- STATED GOAL:
Reproduce, word for word, the stretch of the records below from the line containing "Each instance gets a single point. Label the roof" through the end of the records, and output nothing else.

──────── RAW RECORDS ────────

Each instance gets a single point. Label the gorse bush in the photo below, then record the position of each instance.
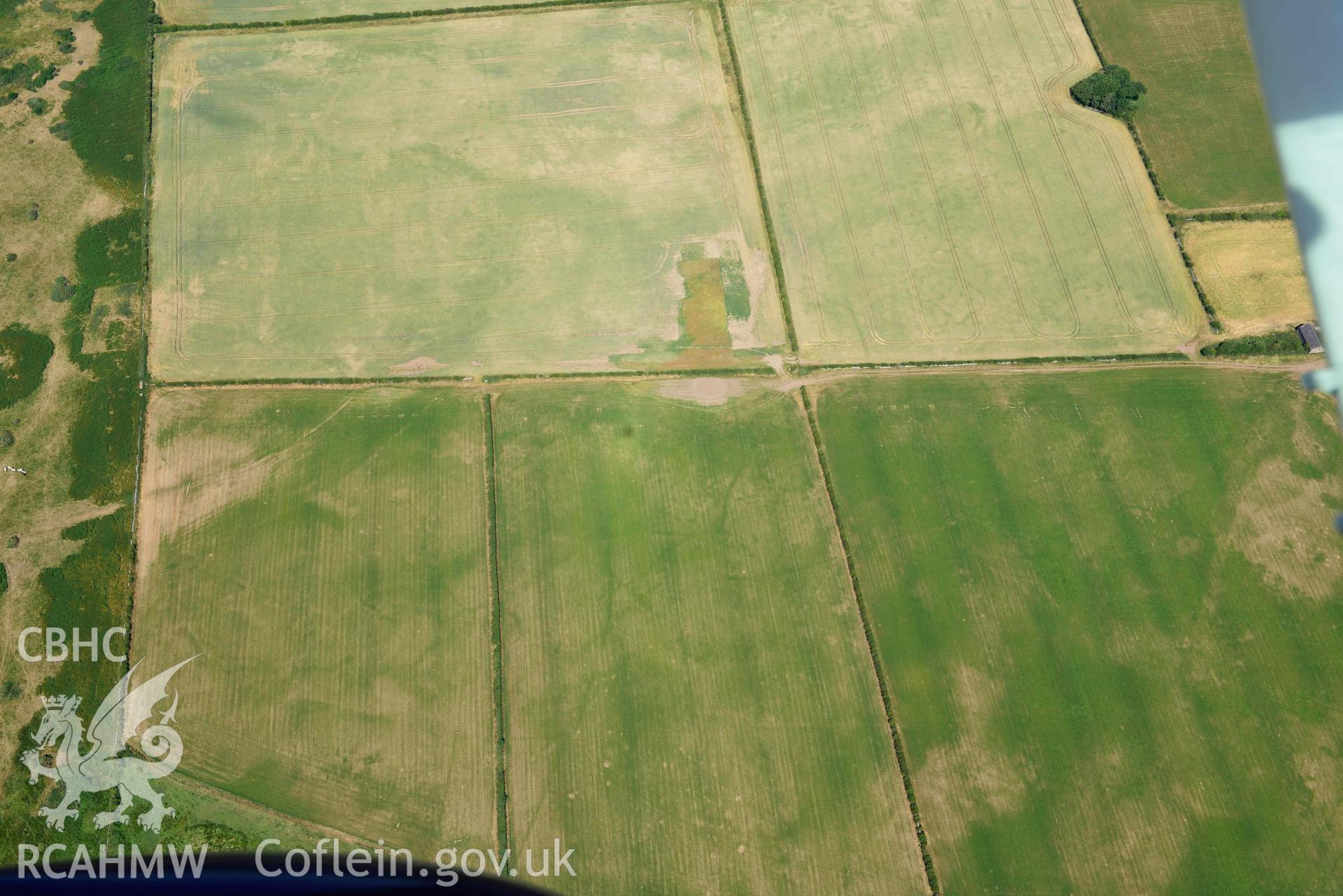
(23, 358)
(1111, 90)
(109, 106)
(112, 250)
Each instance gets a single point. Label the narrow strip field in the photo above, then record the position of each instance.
(1110, 605)
(692, 707)
(1204, 121)
(1252, 273)
(561, 191)
(935, 192)
(325, 552)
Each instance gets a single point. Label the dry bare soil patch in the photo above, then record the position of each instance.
(1111, 611)
(1252, 274)
(482, 195)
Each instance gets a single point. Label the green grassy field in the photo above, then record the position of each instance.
(325, 550)
(1111, 612)
(691, 702)
(511, 194)
(938, 195)
(1204, 121)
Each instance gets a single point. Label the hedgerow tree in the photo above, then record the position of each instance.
(1111, 90)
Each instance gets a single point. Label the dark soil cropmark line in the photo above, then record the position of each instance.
(887, 700)
(502, 832)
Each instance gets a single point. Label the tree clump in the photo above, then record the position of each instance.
(1111, 90)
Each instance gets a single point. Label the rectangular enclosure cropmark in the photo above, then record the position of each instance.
(561, 191)
(935, 192)
(692, 706)
(325, 549)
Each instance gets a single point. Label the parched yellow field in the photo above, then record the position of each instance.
(324, 550)
(1252, 274)
(936, 194)
(561, 191)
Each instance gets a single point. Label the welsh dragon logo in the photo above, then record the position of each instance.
(105, 765)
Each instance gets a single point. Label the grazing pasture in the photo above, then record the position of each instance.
(935, 192)
(1111, 612)
(1202, 121)
(324, 550)
(691, 702)
(559, 191)
(1252, 274)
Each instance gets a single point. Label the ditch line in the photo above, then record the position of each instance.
(887, 700)
(501, 811)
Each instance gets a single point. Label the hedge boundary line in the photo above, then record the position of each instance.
(467, 381)
(355, 17)
(1209, 311)
(501, 814)
(887, 700)
(143, 342)
(1132, 129)
(775, 257)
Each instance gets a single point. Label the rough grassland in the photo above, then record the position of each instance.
(938, 195)
(1110, 606)
(1252, 274)
(691, 700)
(512, 194)
(1202, 121)
(325, 550)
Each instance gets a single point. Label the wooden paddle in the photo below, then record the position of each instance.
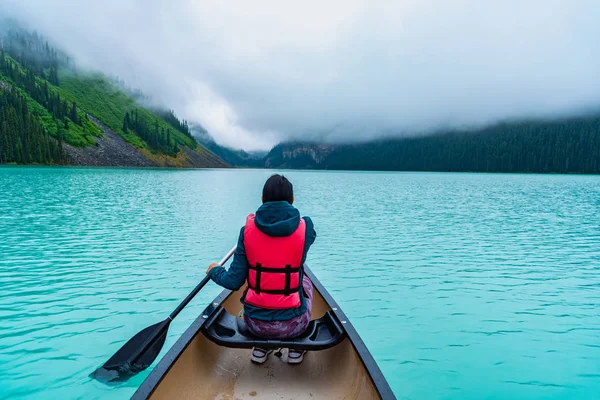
(141, 350)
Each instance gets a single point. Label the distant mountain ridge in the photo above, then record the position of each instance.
(570, 145)
(239, 158)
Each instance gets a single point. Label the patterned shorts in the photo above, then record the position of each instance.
(284, 329)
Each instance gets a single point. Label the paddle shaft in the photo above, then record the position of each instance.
(199, 287)
(180, 307)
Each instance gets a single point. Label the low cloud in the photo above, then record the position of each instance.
(255, 73)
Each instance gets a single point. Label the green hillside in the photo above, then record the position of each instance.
(59, 99)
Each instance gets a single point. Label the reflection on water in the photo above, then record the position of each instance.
(463, 286)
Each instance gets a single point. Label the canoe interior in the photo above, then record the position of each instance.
(208, 371)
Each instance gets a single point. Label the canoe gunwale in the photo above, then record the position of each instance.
(155, 377)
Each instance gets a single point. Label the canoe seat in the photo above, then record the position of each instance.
(227, 330)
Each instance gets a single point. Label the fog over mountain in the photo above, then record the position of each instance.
(256, 73)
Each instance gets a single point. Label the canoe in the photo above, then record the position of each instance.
(211, 360)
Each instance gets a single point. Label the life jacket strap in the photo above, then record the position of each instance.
(288, 270)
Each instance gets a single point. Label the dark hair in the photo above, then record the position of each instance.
(278, 188)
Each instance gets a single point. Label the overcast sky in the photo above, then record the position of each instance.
(257, 72)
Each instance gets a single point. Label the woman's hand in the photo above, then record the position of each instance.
(211, 266)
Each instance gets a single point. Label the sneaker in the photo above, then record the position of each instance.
(259, 356)
(295, 356)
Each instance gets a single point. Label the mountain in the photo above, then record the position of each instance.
(52, 113)
(569, 145)
(238, 158)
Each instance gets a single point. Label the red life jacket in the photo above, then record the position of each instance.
(275, 263)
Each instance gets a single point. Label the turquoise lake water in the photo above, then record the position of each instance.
(463, 286)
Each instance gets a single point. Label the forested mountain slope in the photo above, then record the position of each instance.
(52, 113)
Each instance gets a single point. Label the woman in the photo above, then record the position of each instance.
(271, 251)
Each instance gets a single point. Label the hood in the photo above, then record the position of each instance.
(277, 218)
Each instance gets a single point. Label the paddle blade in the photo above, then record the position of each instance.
(135, 356)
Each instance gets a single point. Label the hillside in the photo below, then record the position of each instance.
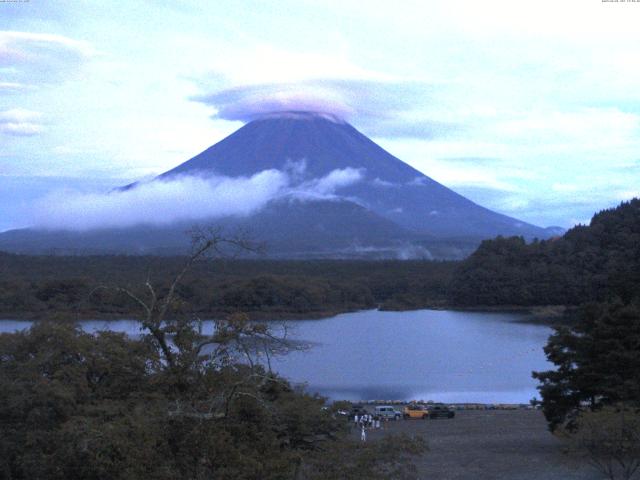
(588, 263)
(322, 190)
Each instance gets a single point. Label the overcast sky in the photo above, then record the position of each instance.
(531, 108)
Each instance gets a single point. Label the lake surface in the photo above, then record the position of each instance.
(425, 354)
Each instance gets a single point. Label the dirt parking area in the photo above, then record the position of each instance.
(491, 444)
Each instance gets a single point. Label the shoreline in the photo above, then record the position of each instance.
(539, 314)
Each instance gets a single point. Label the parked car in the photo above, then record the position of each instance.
(438, 410)
(357, 409)
(415, 411)
(388, 412)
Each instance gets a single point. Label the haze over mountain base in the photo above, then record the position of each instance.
(308, 185)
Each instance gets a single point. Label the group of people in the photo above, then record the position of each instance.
(365, 421)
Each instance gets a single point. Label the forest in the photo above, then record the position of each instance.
(589, 263)
(31, 286)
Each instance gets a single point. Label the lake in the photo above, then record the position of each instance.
(438, 355)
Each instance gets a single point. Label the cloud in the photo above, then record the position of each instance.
(185, 198)
(381, 106)
(31, 58)
(20, 122)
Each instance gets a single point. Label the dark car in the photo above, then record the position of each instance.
(440, 411)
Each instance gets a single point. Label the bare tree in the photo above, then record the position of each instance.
(184, 349)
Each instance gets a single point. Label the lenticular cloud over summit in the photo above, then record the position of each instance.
(183, 198)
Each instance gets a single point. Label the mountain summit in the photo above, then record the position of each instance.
(342, 195)
(388, 187)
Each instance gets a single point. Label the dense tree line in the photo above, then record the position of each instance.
(81, 406)
(597, 362)
(36, 285)
(173, 403)
(589, 263)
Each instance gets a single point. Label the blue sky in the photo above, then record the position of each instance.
(529, 108)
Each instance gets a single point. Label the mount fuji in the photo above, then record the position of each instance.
(344, 197)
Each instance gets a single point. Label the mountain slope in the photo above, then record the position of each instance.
(389, 187)
(342, 195)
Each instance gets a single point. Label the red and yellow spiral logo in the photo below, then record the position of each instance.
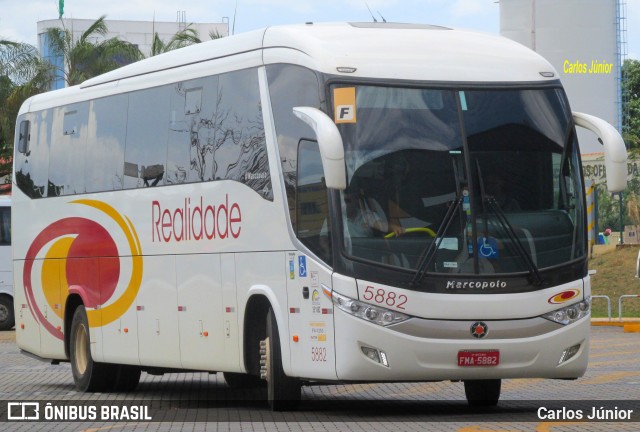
(82, 257)
(564, 296)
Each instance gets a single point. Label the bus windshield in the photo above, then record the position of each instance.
(473, 181)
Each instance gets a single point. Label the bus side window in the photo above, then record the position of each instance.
(5, 225)
(25, 136)
(312, 212)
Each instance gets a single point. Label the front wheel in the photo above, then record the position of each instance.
(88, 375)
(283, 392)
(482, 393)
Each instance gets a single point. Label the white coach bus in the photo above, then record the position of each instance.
(355, 202)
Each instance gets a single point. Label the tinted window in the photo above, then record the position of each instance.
(312, 201)
(191, 131)
(147, 136)
(240, 152)
(68, 146)
(105, 139)
(5, 225)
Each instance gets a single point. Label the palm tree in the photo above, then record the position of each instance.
(22, 75)
(185, 37)
(87, 57)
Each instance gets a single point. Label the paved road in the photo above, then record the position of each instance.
(199, 401)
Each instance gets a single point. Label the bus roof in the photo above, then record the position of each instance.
(367, 50)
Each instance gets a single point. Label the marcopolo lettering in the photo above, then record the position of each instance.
(195, 220)
(453, 284)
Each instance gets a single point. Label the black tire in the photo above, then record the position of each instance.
(482, 393)
(88, 375)
(126, 378)
(283, 392)
(7, 317)
(242, 381)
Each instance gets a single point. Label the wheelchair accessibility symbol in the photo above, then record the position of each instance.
(488, 247)
(302, 266)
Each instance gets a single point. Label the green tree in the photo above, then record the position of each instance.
(22, 75)
(631, 110)
(185, 37)
(90, 54)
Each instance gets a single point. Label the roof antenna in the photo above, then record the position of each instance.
(372, 16)
(235, 12)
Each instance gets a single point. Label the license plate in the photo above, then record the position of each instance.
(478, 358)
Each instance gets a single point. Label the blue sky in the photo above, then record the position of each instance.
(18, 18)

────────

- EXERCISE SOLUTION:
Each instance gets a single point. Label the roof antenna in the photo above, then record the position of each instance.
(372, 16)
(235, 12)
Each instance gets a single point. Label the license plate in the photo above, then record the position of each instance.
(478, 358)
Each instance gets a single point. Label the blue sky in the photo above, then record the position of each instance.
(18, 18)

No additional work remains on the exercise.